SET PROBLEM.
Rewrite the records below, changing "wildlife count" to "species survey" and keeping everything else the same. Omit the pictures from your output.

THE INPUT.
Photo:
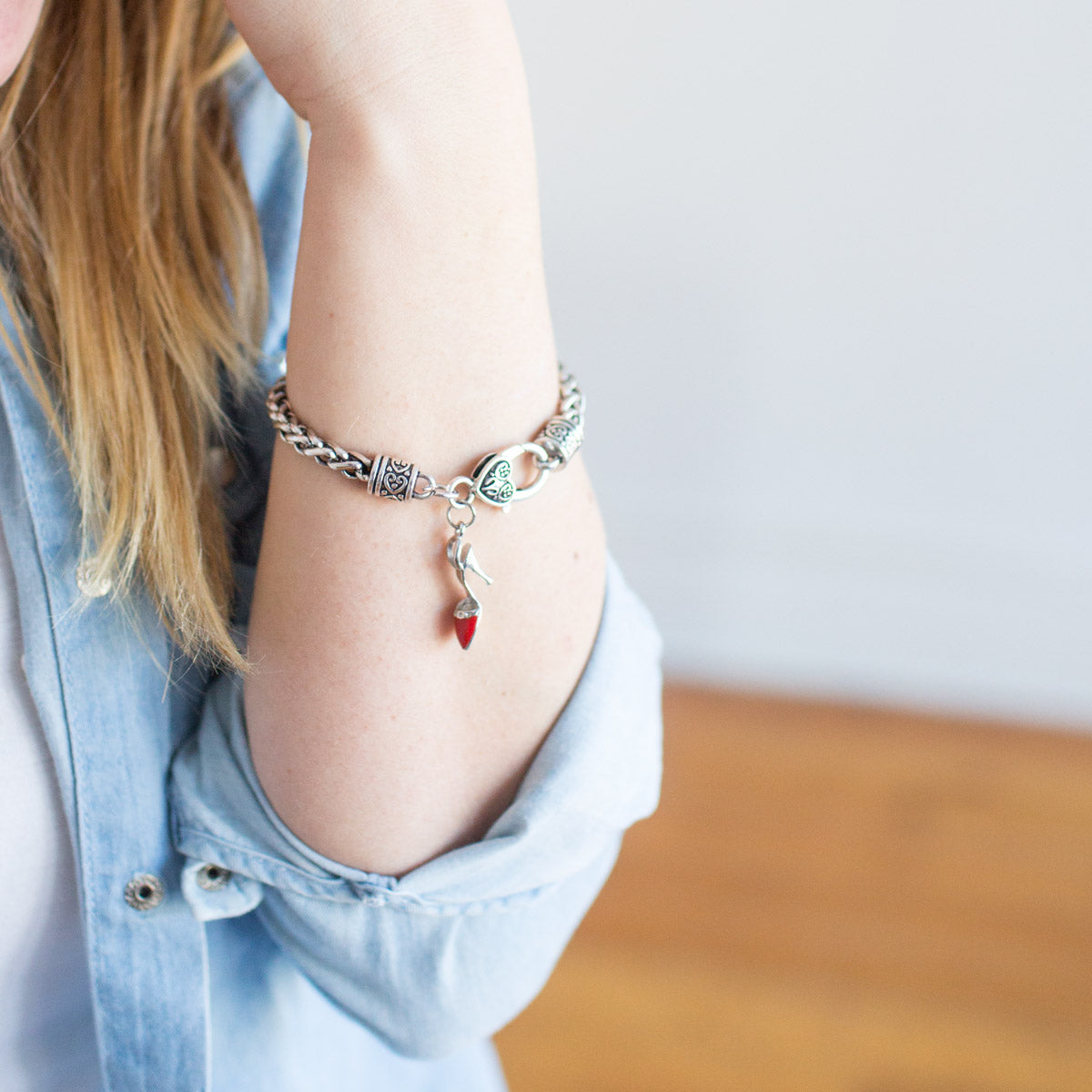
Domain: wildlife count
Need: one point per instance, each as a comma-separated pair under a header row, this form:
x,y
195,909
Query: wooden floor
x,y
834,900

THE SOLUTION.
Photo:
Domain: species survey
Need: one point per instance, each as a comma-separated pair under a header row, this form:
x,y
195,909
Query: wooden floor
x,y
834,900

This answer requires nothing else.